Is it possible to speed-up python IO?

Question

Consider this python program:

import sys

lc = 0
for line in open(sys.argv[1]):
    lc = lc + 1

print lc, sys.argv[1]

Running it on my 6GB text file, it completes in ~ 2minutes.

Question: is it possible to go faster?

Note that the same time is required by:

wc -l myfile.txt

so, I suspect the anwer to my quesion is just a plain "no".

Note also that my real program is doing something more interesting than just counting the lines, so please give a generic answer, not line-counting-tricks (like keeping a line count metadata in the file)

PS: I tagged "linux" this question, because I'm interested only in linux-specific answers. Feel free to give OS-agnostic, or even other-OS answers, if you have them.

Comments

Community · Accepted Answer · 2020-06-20 09:12:55Z

10

The trick is not to make electrons move faster (that's hard to do) but to get more work done per unit of time.

First, be sure your 6GB file read is I/O bound, not CPU bound.

If It's I/O bound, consider the "Fan-Out" design pattern.

A parent process spawns a bunch of children.
The parent reads the 6Gb file, and deals rows out to the children by writing to their STDIN pipes. The 6GB read time will remain constant. The row dealing should involve as little parent processing as possible. Very simple filters or counts should be used.

A pipe is an in-memory channel for communication. It's a shared buffer with a reader and a writer.
Each child reads a row from STDIN, and does appropriate work. Each child should probably write a simple disk file with the final (summarized, reduce) results. Later, the results in those files can be consolidated.

edited Jun 20, 2020 at 9:12

CommunityBot

11 silver badge

answered May 11, 2009 at 20:06

S.Lott

393k83 gold badges523 silver badges792 bronze badges

6 Comments

Davide Over a year ago

probably (on the third bullet) you meant that all the children should talk each other in memory, since the disk is already very busy

Davide Over a year ago

Yes, but in your third bullet you wrote: "Each child should probably write a simple disk file."

- _INFORMATION SUPPLIED_
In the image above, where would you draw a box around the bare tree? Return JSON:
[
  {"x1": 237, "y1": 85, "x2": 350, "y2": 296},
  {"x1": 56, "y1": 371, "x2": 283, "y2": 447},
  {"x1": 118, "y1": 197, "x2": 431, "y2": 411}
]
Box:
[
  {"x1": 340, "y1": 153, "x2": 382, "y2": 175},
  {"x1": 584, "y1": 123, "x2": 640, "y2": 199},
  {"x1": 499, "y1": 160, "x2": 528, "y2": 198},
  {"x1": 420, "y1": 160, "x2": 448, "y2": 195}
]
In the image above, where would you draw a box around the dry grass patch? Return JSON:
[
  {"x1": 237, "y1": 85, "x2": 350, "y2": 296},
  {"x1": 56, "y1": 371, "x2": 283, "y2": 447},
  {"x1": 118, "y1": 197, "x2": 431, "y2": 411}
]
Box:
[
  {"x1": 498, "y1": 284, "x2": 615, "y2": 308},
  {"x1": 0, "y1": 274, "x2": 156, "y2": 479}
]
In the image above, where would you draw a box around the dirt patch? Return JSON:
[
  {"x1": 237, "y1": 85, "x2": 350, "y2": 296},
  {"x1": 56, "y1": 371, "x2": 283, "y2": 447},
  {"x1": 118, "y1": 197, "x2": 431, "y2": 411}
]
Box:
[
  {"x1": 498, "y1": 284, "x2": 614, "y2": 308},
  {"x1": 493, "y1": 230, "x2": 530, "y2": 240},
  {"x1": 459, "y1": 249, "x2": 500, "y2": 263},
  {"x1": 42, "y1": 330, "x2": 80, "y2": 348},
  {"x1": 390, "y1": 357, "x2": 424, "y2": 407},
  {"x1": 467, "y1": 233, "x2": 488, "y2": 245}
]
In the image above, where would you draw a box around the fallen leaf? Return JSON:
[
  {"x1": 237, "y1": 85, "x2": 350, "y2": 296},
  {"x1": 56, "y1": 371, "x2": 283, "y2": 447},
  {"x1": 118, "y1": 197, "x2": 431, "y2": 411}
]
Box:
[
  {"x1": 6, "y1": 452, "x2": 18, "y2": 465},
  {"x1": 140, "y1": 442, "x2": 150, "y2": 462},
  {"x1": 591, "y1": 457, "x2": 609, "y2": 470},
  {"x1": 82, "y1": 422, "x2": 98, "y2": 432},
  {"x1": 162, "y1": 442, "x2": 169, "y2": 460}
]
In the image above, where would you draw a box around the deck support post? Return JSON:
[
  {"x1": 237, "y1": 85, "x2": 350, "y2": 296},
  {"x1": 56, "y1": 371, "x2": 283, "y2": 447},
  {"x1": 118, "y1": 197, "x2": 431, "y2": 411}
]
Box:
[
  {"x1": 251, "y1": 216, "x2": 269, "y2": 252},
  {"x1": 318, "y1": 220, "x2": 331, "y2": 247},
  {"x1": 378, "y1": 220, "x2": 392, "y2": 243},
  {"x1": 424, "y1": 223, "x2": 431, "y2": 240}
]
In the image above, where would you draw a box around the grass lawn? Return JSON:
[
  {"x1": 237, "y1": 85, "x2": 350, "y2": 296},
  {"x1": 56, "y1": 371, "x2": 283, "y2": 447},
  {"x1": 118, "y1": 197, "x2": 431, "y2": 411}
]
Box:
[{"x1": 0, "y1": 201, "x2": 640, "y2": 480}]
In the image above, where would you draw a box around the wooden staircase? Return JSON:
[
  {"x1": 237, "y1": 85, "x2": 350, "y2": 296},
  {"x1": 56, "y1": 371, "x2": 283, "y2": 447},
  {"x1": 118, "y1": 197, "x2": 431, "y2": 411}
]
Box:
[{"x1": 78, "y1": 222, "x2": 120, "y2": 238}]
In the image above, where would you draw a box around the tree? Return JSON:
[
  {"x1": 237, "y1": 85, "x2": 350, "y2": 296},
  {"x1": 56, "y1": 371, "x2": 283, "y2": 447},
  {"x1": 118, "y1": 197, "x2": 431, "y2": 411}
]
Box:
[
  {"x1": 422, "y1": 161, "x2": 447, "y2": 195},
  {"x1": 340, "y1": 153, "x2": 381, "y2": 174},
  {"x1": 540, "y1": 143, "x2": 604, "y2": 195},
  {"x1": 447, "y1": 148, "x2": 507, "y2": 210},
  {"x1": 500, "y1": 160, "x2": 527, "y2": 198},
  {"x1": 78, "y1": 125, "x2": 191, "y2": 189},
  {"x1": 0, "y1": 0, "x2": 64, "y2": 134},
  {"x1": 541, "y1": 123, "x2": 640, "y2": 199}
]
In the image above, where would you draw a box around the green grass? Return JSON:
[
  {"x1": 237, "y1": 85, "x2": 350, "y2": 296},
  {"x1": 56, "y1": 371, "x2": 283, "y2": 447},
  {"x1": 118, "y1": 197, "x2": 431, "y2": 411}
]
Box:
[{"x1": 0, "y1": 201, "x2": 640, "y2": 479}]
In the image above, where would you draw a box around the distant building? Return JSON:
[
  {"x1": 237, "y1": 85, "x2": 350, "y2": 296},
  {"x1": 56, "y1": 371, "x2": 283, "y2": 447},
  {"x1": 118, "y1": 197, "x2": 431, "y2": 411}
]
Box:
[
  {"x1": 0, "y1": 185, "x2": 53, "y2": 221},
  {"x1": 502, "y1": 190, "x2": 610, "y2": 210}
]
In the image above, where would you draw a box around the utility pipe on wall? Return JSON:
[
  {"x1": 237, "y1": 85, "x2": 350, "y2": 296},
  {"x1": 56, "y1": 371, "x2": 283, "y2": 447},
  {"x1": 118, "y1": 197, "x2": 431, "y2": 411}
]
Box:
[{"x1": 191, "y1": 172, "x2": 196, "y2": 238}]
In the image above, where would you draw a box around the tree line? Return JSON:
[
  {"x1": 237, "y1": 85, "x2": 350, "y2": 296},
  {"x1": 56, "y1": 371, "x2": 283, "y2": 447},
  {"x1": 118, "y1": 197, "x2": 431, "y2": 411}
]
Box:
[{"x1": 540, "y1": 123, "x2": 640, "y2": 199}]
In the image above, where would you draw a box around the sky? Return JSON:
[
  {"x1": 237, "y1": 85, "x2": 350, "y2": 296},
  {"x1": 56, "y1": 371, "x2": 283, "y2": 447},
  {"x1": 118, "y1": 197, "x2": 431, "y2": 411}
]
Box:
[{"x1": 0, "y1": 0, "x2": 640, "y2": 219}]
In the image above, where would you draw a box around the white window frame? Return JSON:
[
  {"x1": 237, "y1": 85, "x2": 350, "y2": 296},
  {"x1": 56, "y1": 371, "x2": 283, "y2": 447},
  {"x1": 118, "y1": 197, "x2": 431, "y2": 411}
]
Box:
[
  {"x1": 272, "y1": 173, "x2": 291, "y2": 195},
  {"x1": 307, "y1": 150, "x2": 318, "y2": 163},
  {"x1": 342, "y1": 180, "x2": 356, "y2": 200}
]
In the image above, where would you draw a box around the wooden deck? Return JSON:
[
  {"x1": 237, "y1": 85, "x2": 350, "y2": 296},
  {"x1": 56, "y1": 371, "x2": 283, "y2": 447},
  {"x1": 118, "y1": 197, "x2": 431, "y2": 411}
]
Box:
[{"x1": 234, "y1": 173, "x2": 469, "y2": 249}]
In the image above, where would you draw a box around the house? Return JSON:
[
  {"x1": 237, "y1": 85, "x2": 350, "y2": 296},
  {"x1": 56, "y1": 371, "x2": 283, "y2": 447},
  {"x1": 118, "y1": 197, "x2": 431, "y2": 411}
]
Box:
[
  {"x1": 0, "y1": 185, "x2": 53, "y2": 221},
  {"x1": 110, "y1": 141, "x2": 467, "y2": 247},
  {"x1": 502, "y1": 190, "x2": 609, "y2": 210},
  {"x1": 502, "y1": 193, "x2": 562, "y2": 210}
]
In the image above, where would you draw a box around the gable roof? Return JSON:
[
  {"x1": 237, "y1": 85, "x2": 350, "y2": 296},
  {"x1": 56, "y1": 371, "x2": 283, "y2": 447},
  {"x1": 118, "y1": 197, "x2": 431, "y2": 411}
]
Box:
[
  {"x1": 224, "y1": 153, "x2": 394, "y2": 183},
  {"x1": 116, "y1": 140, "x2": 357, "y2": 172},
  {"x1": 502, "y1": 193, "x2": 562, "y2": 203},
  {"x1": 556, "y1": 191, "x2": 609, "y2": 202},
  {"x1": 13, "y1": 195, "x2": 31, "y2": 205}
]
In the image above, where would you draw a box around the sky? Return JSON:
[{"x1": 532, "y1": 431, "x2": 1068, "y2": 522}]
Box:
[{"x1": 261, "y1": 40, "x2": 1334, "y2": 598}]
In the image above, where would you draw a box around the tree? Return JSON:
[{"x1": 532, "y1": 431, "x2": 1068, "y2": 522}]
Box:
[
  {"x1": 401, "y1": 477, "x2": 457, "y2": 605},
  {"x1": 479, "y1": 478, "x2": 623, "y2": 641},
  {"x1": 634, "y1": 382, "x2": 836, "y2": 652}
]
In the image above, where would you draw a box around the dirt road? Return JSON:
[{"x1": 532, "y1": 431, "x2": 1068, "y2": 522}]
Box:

- _DIRECTIVES_
(A) Based on the thread on speeding up Python IO, answer yes or no to each statement below, and support each answer with the deciding words from the thread, quoted exactly.
(i) Counting the lines of the 6GB file with the program takes about two minutes.
(ii) The accepted answer says the parent process should do a lot of work on each row before passing it on.
(iii) The person asking wants answers that apply only to Windows.
(B) In the thread on speeding up Python IO, rewrite the passage that starts with the words "The parent reads" and ends after "can be consolidated.", replacing "STDIN" with "standard input".
(C) Write what comes next in the thread on speeding up Python IO, picking up after its last line.

- _OUTPUTS_
(A)
(i) Yes: "Running it on my 6GB text file, it completes in ~ 2minutes."
(ii) No: "The row dealing should involve as little parent processing as possible."
(iii) No: "I'm interested only in linux-specific answers."

(B)
The parent reads the 6Gb file, and deals rows out to the children by writing to their standard input pipes. The 6GB read time will remain constant. The row dealing should involve as little parent processing as possible. Very simple filters or counts should be used.

A pipe is an in-memory channel for communication. It's a shared buffer with a reader and a writer.
Each child reads a row from standard input, and does appropriate work. Each child should probably write a simple disk file with the final (summarized, reduce) results. Later, the results in those files can be consolidated.

(C)
S.Lott Over a year ago

@Davide: Sorry -- didn't see what you were getting at. There's no easy fan-in with pipes; therefore the final results are simplest to process as disk files. There aren't a lot of ways around this. The final result(s) must be written somewhere. Many small files are less impact than one big file because you have more opportunities for some child to be non-blocking and working.

rjmunro Over a year ago

Surely fan-out is only useful if you are bound by a single CPU core, but have more cores available. If you are I/O bound, it's not going to make any difference.

rjmunro Over a year ago

@CloudCho "I/O bound" means that you are at the limit of the speed of your disk. In the case of a traditional hard disk, it physically can't spin any faster. In the case of an SSD, the electronics simply aren't designed to be able to move more data.

|

Barakando · Accepted Answer · 2009-05-11 18:53:41Z

7

You can't get any faster than the maximum disk read speed.

In order to reach the maximum disk speed you can use the following two tips:

Read the file in with a big buffer. This can either be coded "manually" or simply by using io.BufferedReader ( available in python2.6+ ).
Do the newline counting in another thread, in parallel.

answered May 11, 2009 at 18:53

Barakando

1941 silver badge1 bronze badge

4 Comments

nosklo Over a year ago

-1 don't see how doing the newline counting in another thread may speed up. It will just slow things down. Waiting on threads doesn't make you wait faster.

Barakando Over a year ago

Normally you would be right. However, in this case the thread reading from the file will wait for I/O while the other thread parses the newlines. That way - the reader thread won't wait for the parser thread to parse the newlines between consequent reads.

Davide Over a year ago

I'm accepting this answer even though in this particular case it does not worth the effort, since the job-per-line is very low and I'm already going at hw maximum speed. See also the follow-up question, for further details.

Dan Over a year ago

I agree with nosklo. I think the increment is so fast as to be irrelevant, and another thread could even make such a thing slower. Also, the for loop is already buffered in python by default. I doubt that using BufferedReader to make the buffer larger would help.

nosklo · Accepted Answer · 2009-05-11 19:24:48Z

6

plain "no".

You've pretty much reached maximum disk speed.

I mean, you could mmap the file, or read it in binary chunks, and use .count('\n') or something. But that is unlikely to give major improvements.

edited May 11, 2009 at 19:24

answered May 11, 2009 at 17:22

nosklo

225k58 gold badges300 silver badges299 bronze badges

Comments

Georg Schölly · Accepted Answer · 2009-05-12 05:13:46Z

5

If you assume that a disk can read 60MB/s you'd need 6000 / 60 = 100 seconds, which is 1 minute 40 seconds. I don't think that you can get any faster because the disk is the bottleneck.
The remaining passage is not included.